──────── Data shown
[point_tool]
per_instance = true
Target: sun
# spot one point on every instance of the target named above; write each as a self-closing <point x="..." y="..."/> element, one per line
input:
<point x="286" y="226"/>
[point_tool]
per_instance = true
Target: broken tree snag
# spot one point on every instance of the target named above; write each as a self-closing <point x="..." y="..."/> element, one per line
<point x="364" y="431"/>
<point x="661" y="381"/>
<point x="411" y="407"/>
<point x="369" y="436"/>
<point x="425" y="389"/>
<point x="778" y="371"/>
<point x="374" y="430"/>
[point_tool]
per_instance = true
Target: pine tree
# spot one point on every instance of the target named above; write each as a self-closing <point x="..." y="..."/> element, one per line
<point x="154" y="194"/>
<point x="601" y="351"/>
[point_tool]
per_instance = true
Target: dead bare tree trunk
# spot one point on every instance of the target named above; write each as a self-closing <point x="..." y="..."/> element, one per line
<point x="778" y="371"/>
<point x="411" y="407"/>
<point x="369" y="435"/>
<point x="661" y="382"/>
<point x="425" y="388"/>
────────────────
* _Problem details_
Reproduce the data above in full, substituting "spruce tree" for every occurrence of "pine tree" and leaving all other text unchanged.

* _Task answer_
[point_tool]
per_instance = true
Target: sun
# spot one point on every instance of the target named above; write each as a self-closing <point x="..." y="..."/> element, one per line
input:
<point x="286" y="226"/>
[point_tool]
per_instance = true
Target: broken tree snag
# spot one point on every instance of the target named above; write each as a self-closing <point x="..." y="..."/> element, one per line
<point x="364" y="431"/>
<point x="661" y="381"/>
<point x="411" y="407"/>
<point x="369" y="436"/>
<point x="425" y="389"/>
<point x="778" y="371"/>
<point x="374" y="430"/>
[point_tool]
per_instance = true
Target: spruce tree
# spot one point on every instance of the target named above; write each as a self-closing <point x="..." y="..."/> element, one per line
<point x="154" y="194"/>
<point x="601" y="351"/>
[point_tool]
per_instance = true
Target: dead bare tree trunk
# spot one point on every instance of the target named above; write each as a self-closing <point x="..." y="..."/> element, one per line
<point x="778" y="371"/>
<point x="411" y="407"/>
<point x="369" y="435"/>
<point x="661" y="382"/>
<point x="425" y="388"/>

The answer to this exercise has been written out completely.